Jamaica Health Minister Christopher Tufton told the Miami Herald that the 140 Cuban doctors and nurses were brought in to boost the country’s health staff for COVID-19. “We lose 500 plus nurses each year from mass recruiting” from other countries, he said.
The arrival of Cuban healthcare workers to help on the front lines of the pandemic is seen as such a godsend among Caribbean nations that Haiti’s foreign ministry hinted on Twitter that the country was getting more Cuban doctors. Foreign Minister Claude Joseph later clarified to the Nouvelliste that 348 Cuban doctors and nurses already in Haiti will now be deployed throughout the country to help with COVID-19 patients.
This is not the first time Cuba has offered medical aid to the Caribbean.

* Records shown
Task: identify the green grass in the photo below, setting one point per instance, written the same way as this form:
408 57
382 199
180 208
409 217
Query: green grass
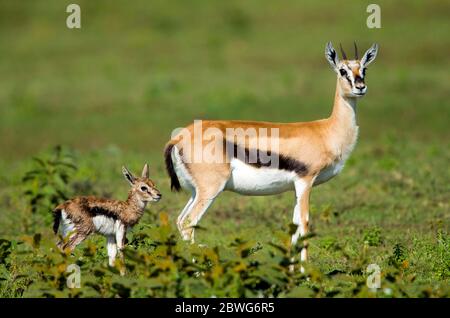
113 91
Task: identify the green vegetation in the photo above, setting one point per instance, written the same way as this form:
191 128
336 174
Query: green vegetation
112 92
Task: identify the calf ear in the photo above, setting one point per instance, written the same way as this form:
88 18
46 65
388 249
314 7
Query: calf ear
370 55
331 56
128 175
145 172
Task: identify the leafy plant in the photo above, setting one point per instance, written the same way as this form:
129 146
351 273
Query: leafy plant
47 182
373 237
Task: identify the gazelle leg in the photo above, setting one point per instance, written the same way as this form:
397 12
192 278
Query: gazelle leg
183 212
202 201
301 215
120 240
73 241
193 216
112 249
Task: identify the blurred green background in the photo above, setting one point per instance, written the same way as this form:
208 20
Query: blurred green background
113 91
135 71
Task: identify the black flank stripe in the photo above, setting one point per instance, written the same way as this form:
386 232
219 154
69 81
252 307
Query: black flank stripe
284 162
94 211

* * *

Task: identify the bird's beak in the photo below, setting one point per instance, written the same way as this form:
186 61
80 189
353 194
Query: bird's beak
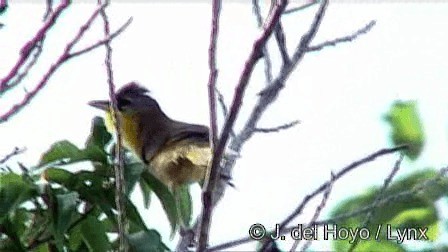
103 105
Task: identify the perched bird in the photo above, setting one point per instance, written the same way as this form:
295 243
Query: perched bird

--

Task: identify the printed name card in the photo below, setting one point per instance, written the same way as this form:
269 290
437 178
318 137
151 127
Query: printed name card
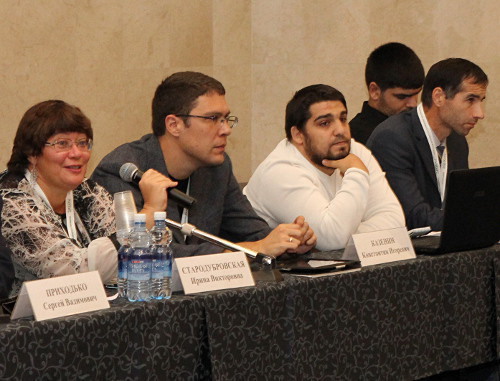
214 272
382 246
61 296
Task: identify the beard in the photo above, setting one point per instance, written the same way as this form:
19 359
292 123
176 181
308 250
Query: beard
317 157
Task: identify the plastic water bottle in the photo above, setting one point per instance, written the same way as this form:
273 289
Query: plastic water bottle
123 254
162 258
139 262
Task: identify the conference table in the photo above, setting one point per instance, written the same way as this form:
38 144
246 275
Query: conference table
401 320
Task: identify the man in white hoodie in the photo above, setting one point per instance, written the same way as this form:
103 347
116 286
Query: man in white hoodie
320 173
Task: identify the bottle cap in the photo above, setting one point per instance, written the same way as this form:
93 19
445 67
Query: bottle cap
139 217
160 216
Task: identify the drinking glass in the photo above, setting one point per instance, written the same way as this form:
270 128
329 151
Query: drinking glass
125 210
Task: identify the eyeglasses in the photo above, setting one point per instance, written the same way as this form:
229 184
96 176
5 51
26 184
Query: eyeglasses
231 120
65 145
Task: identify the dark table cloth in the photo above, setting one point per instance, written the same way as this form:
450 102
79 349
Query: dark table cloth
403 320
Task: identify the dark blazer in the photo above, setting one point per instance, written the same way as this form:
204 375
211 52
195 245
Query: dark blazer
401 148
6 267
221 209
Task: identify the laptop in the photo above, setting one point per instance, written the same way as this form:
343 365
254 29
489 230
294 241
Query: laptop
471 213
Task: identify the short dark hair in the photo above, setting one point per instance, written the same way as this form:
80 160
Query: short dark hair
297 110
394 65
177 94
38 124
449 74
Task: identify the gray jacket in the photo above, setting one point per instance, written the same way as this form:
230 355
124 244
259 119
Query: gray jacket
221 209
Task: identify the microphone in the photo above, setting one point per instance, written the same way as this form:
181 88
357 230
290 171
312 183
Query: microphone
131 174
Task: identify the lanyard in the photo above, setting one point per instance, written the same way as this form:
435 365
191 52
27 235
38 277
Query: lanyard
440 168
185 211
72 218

* Activities
• A. Answer these questions about the article on Cuban doctors in the Caribbean:
(i) How many Cuban doctors and nurses were brought into Jamaica?
(ii) How many nurses does Jamaica lose each year to recruiting from other countries, according to its health minister?
(iii) How many Cuban doctors and nurses were already in Haiti?
• B. Write what comes next in the article on Cuban doctors in the Caribbean, starting after its last sentence.
None of the rows are needed here.

* Written answers
• A.
(i) 140
(ii) 500 plus
(iii) 348

• B.
Antigua and Barbuda Prime Minister Gaston Browne said Cuba has been exporting its doctors and nurses for decades to help his country recover from hurricanes. Cuba has also provided scholarships for its nationals to study medicine in the island.
“We are friends of all and enemies of none. We are an extremely vulnerable micro state, and have little option but to accept assistance from all nations,” he said. “Those who would like us to do otherwise should undertake to fill the breach.”
The political message is clear, observers of the region say: Contrary to what the U.S. has been trying to demonstrate by having the doctors chased out of Brazil, Bolivia and other Latin American nations, Cuba’s medical brigades are still needed and appreciated.
St. Kitts and Nevis’ Prime Minister Timothy Harris welcomed “with love” the 34 Cuban doctors and nurses that arrived on March 28, two days after the Eastern Caribbean federation confirmed a pair of positive coronavirus cases.
He ended his message on Twitter: “PanCaribbean vision at work. Long live solidarity!”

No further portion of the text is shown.